What the task requires: Reproduce the following records verbatim, from the line containing "--target wooden dining table" up to and including the line containing "M 232 44 L 230".

Data excerpts:
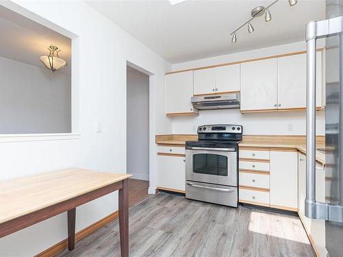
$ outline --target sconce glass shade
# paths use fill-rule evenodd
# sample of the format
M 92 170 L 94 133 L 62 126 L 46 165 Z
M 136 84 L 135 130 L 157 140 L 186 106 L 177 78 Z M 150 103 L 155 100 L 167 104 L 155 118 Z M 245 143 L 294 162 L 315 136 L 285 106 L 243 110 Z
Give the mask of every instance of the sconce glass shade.
M 40 62 L 47 69 L 54 72 L 67 65 L 66 61 L 59 58 L 58 52 L 60 50 L 58 51 L 58 47 L 51 45 L 48 49 L 50 51 L 49 56 L 40 56 Z

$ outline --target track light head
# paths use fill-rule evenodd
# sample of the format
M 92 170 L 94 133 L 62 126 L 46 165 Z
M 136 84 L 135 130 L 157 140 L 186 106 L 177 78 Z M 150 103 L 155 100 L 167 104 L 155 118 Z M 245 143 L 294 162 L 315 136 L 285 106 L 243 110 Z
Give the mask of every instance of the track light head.
M 237 42 L 237 36 L 236 34 L 234 34 L 233 35 L 233 38 L 231 38 L 231 42 Z
M 288 0 L 288 3 L 289 3 L 289 6 L 295 5 L 298 3 L 297 0 Z
M 252 32 L 254 32 L 254 30 L 255 30 L 255 29 L 254 29 L 254 27 L 252 27 L 252 25 L 251 25 L 251 23 L 249 23 L 248 24 L 248 32 L 249 33 L 252 33 Z
M 269 11 L 268 9 L 267 9 L 267 10 L 265 11 L 265 15 L 264 16 L 264 20 L 266 22 L 272 21 L 272 14 L 270 13 L 270 12 Z

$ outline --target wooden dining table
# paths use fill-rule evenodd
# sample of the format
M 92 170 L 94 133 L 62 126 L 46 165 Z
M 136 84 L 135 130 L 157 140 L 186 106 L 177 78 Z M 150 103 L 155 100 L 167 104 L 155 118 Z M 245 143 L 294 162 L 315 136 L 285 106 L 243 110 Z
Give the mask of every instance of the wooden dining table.
M 119 191 L 120 247 L 121 256 L 127 257 L 130 177 L 72 168 L 1 181 L 0 238 L 67 212 L 68 249 L 71 251 L 76 207 Z

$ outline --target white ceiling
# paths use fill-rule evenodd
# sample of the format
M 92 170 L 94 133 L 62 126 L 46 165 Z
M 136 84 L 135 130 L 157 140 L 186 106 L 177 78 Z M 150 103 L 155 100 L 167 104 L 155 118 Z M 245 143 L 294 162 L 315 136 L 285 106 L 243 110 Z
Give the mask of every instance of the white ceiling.
M 44 68 L 39 58 L 47 47 L 58 47 L 60 58 L 70 64 L 71 40 L 40 24 L 0 5 L 0 56 Z M 60 70 L 70 74 L 71 65 Z
M 232 44 L 230 34 L 250 19 L 251 10 L 272 1 L 86 1 L 171 63 L 303 40 L 306 23 L 324 19 L 324 0 L 298 0 L 293 7 L 279 0 L 270 8 L 272 21 L 255 19 L 255 32 L 242 27 Z

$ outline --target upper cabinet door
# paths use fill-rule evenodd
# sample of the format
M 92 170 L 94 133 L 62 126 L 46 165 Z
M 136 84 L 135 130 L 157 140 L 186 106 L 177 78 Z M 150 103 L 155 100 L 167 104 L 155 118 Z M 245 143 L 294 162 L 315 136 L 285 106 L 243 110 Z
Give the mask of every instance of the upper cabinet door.
M 222 66 L 215 68 L 217 93 L 237 92 L 241 88 L 240 64 Z
M 241 111 L 276 109 L 276 59 L 241 64 Z
M 306 53 L 278 58 L 278 108 L 306 108 Z M 322 51 L 317 51 L 316 106 L 322 106 Z
M 215 92 L 215 68 L 194 71 L 194 95 Z
M 191 97 L 193 96 L 193 71 L 185 71 L 165 76 L 166 114 L 194 112 Z
M 306 54 L 278 58 L 279 109 L 306 107 Z

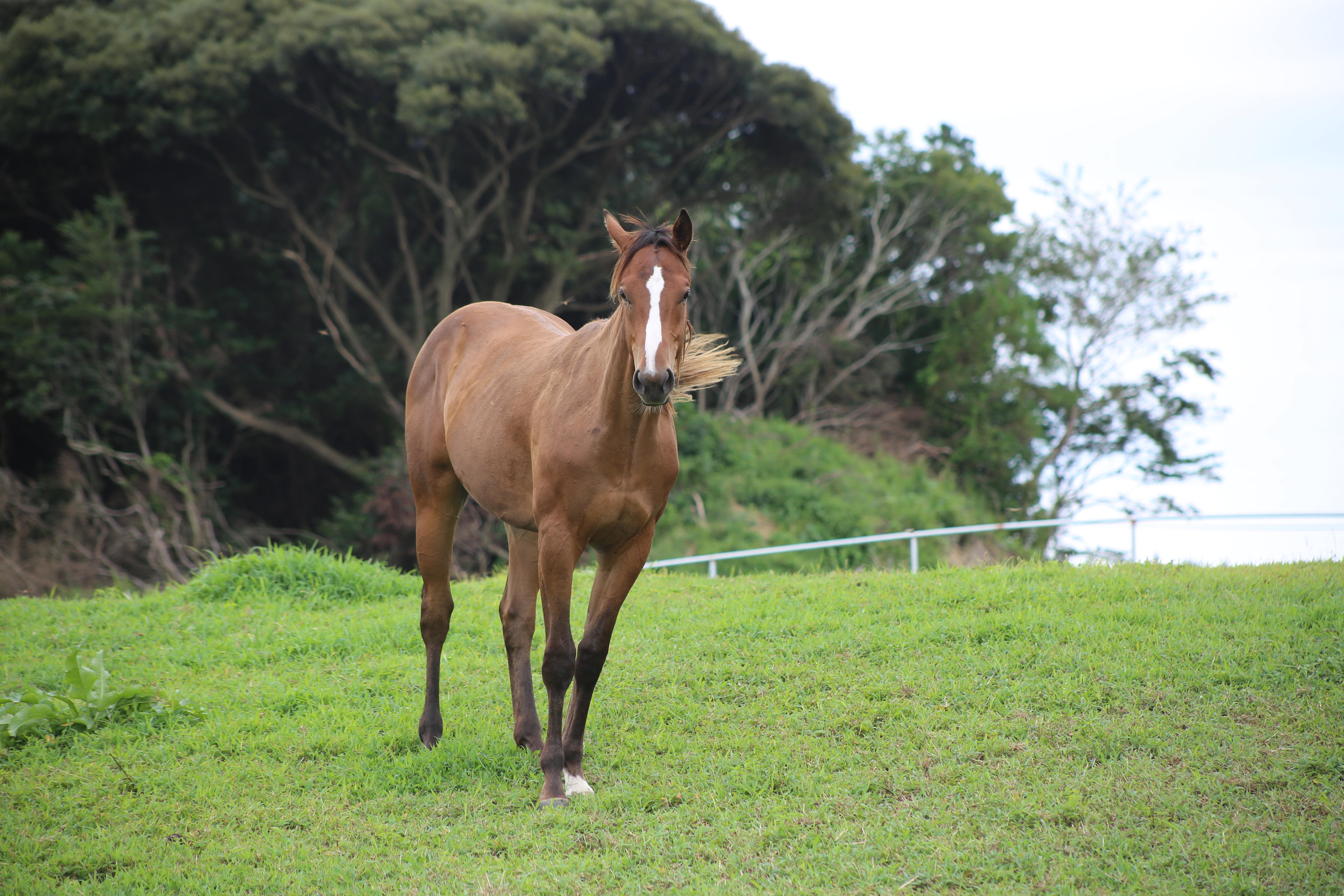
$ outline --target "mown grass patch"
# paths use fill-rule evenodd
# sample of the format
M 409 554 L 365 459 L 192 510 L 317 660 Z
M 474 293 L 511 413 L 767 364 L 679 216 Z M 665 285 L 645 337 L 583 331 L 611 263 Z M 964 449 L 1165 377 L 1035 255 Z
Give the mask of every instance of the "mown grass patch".
M 207 707 L 0 758 L 0 888 L 1340 885 L 1339 563 L 646 574 L 594 703 L 598 793 L 563 813 L 534 809 L 509 739 L 503 579 L 454 587 L 433 752 L 398 582 L 0 604 L 7 690 L 103 649 L 118 680 Z

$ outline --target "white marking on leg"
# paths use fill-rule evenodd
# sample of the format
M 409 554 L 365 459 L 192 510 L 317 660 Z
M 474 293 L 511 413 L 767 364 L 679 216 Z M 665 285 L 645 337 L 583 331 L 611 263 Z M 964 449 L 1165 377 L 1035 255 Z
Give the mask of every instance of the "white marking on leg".
M 587 782 L 578 775 L 571 775 L 567 770 L 564 772 L 564 795 L 573 797 L 574 794 L 590 794 L 593 789 L 587 786 Z
M 663 298 L 661 266 L 653 266 L 646 285 L 649 287 L 649 321 L 644 325 L 644 371 L 657 373 L 653 359 L 659 353 L 659 345 L 663 344 L 663 316 L 659 313 L 659 302 Z

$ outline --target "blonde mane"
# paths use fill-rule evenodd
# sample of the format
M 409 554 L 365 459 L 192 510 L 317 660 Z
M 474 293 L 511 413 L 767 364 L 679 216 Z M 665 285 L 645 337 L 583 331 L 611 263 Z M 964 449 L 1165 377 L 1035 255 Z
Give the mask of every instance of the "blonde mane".
M 672 251 L 685 265 L 688 274 L 695 273 L 691 259 L 676 244 L 671 224 L 650 224 L 644 219 L 630 215 L 622 215 L 621 218 L 628 224 L 638 227 L 638 230 L 632 231 L 632 239 L 626 243 L 625 250 L 621 251 L 620 258 L 616 259 L 616 266 L 612 269 L 609 296 L 613 302 L 617 298 L 617 290 L 621 286 L 621 277 L 625 274 L 625 267 L 634 258 L 636 253 L 648 246 Z M 680 363 L 677 364 L 676 386 L 672 388 L 672 398 L 668 402 L 669 410 L 672 410 L 672 404 L 689 402 L 692 391 L 716 386 L 738 371 L 738 367 L 742 365 L 742 359 L 727 344 L 727 340 L 728 337 L 723 333 L 696 334 L 695 329 L 689 324 L 687 325 L 687 340 L 681 349 Z

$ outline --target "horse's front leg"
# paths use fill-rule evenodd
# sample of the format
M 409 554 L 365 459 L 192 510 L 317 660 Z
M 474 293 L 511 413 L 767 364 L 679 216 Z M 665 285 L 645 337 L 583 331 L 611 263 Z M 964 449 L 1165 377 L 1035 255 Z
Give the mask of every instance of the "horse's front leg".
M 587 725 L 589 707 L 593 703 L 593 689 L 606 664 L 606 653 L 612 646 L 612 633 L 616 630 L 616 617 L 621 613 L 625 595 L 630 592 L 640 570 L 649 556 L 653 544 L 653 524 L 622 544 L 616 551 L 598 553 L 597 575 L 593 578 L 593 596 L 589 599 L 587 622 L 583 625 L 583 639 L 579 641 L 574 669 L 574 699 L 564 720 L 564 793 L 590 794 L 583 778 L 583 729 Z
M 546 623 L 546 649 L 542 652 L 542 684 L 546 685 L 546 743 L 542 746 L 540 806 L 569 805 L 564 795 L 564 746 L 560 728 L 564 719 L 564 695 L 574 680 L 574 635 L 570 633 L 570 590 L 574 564 L 583 552 L 583 543 L 567 528 L 542 528 L 538 572 L 542 586 L 542 619 Z

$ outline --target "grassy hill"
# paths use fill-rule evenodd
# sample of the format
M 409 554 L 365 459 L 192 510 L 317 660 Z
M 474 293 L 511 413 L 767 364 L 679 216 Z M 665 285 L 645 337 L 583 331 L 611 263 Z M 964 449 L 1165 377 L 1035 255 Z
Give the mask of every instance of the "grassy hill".
M 992 523 L 993 512 L 952 477 L 887 454 L 864 457 L 805 426 L 683 410 L 681 473 L 659 521 L 652 557 L 797 544 L 875 532 Z M 929 539 L 922 560 L 1003 557 L 1005 541 Z M 817 571 L 909 564 L 906 543 L 726 562 L 722 572 Z M 703 570 L 702 570 L 703 571 Z
M 70 649 L 102 649 L 116 680 L 207 708 L 0 756 L 0 889 L 1250 893 L 1344 873 L 1339 563 L 645 574 L 594 703 L 597 794 L 546 813 L 509 740 L 501 586 L 456 587 L 433 752 L 414 576 L 276 551 L 157 594 L 0 602 L 0 688 L 58 688 Z

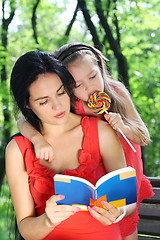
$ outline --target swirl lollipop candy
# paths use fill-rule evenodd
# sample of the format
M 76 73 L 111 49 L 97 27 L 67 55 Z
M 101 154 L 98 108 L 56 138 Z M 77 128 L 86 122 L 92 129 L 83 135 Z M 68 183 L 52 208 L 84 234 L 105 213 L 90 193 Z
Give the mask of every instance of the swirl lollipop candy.
M 111 105 L 111 98 L 108 96 L 105 92 L 94 92 L 89 96 L 88 99 L 88 107 L 97 114 L 106 113 L 108 114 L 107 110 L 110 108 Z M 132 148 L 134 152 L 136 152 L 136 149 L 133 147 L 133 145 L 130 143 L 128 138 L 124 135 L 122 130 L 118 127 L 118 131 L 121 133 L 121 135 L 124 137 L 126 142 L 129 144 L 129 146 Z
M 94 92 L 89 96 L 88 107 L 97 114 L 104 112 L 108 113 L 107 110 L 110 108 L 111 98 L 104 92 Z

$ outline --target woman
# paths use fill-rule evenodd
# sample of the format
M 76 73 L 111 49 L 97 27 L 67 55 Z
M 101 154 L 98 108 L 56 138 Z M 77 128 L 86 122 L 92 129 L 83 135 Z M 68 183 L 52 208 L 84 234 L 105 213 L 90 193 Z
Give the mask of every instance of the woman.
M 38 159 L 32 143 L 15 136 L 6 148 L 6 172 L 23 238 L 121 239 L 119 226 L 124 212 L 111 204 L 80 211 L 58 205 L 65 196 L 54 195 L 56 173 L 83 177 L 91 183 L 106 172 L 126 166 L 113 129 L 98 118 L 70 111 L 74 80 L 66 68 L 47 53 L 32 51 L 21 56 L 12 70 L 11 90 L 27 121 L 55 149 L 52 162 Z M 135 207 L 127 208 L 125 216 Z

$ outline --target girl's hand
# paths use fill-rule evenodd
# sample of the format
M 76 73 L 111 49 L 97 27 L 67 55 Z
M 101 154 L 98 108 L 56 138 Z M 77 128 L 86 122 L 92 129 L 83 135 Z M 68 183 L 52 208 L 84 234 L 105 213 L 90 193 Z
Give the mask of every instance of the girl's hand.
M 69 205 L 57 205 L 57 201 L 64 198 L 63 195 L 53 195 L 46 201 L 46 220 L 49 227 L 55 227 L 81 209 Z
M 44 139 L 38 139 L 38 141 L 34 142 L 33 144 L 36 158 L 49 162 L 54 160 L 54 151 L 48 142 L 46 142 Z
M 99 222 L 103 223 L 104 225 L 111 225 L 116 221 L 116 219 L 123 213 L 119 212 L 117 208 L 111 205 L 108 202 L 102 202 L 102 204 L 108 209 L 101 207 L 88 207 L 90 214 L 96 218 Z M 123 210 L 122 210 L 123 211 Z
M 108 114 L 105 114 L 104 117 L 114 130 L 118 131 L 118 128 L 120 128 L 125 133 L 128 129 L 128 126 L 124 124 L 119 113 L 109 112 Z

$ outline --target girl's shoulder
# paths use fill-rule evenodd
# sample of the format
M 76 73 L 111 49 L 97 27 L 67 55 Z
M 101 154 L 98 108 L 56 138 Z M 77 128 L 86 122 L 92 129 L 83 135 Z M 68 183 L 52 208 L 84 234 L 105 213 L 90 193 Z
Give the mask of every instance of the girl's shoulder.
M 118 93 L 119 95 L 125 96 L 129 94 L 128 89 L 126 88 L 126 86 L 120 82 L 120 81 L 111 81 L 110 82 L 110 86 L 111 88 Z

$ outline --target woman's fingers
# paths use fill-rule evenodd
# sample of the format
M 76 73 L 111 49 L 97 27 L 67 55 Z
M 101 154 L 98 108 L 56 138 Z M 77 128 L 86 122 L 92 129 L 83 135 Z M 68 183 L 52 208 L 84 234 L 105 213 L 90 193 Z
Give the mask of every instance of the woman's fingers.
M 88 210 L 90 211 L 90 214 L 98 221 L 104 225 L 110 225 L 119 217 L 120 213 L 118 209 L 112 206 L 110 203 L 102 202 L 102 204 L 107 209 L 95 206 L 93 208 L 89 207 Z
M 57 226 L 65 219 L 81 210 L 75 206 L 57 205 L 57 202 L 63 198 L 63 195 L 53 195 L 46 201 L 45 212 L 50 226 Z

Solution to the problem:
$ outline --target wooden dining table
# paths use fill-rule evenodd
# sample of the format
M 92 170 L 94 133 L 62 126 L 46 165 Z
M 136 84 L 135 130 L 157 140 L 186 106 L 177 78 Z M 150 103 L 155 100 L 167 104 L 155 118 Z M 245 143 L 294 162 L 315 136 L 285 106 L 243 110 Z
Give the mask of every instance of the wooden dining table.
M 119 191 L 120 247 L 121 256 L 127 257 L 130 177 L 72 168 L 1 181 L 0 238 L 67 212 L 68 249 L 71 251 L 76 207 Z

$ outline --target white ceiling
# paths use fill-rule evenodd
# sample of the format
M 92 170 L 94 133 L 62 126 L 46 165 Z
M 136 84 L 135 130 L 157 140 L 186 106 L 177 78 Z M 150 103 L 155 100 L 167 104 L 155 118 Z M 245 143 L 294 162 L 315 136 L 285 106 L 243 110 Z
Give the mask of every instance of the white ceiling.
M 44 68 L 39 58 L 47 47 L 58 47 L 60 58 L 70 64 L 71 40 L 40 24 L 0 5 L 0 56 Z M 60 70 L 70 74 L 71 65 Z
M 232 44 L 230 34 L 250 19 L 251 10 L 272 1 L 86 1 L 171 63 L 303 40 L 306 23 L 324 19 L 324 0 L 298 0 L 293 7 L 279 0 L 270 8 L 272 21 L 255 19 L 255 32 L 242 27 Z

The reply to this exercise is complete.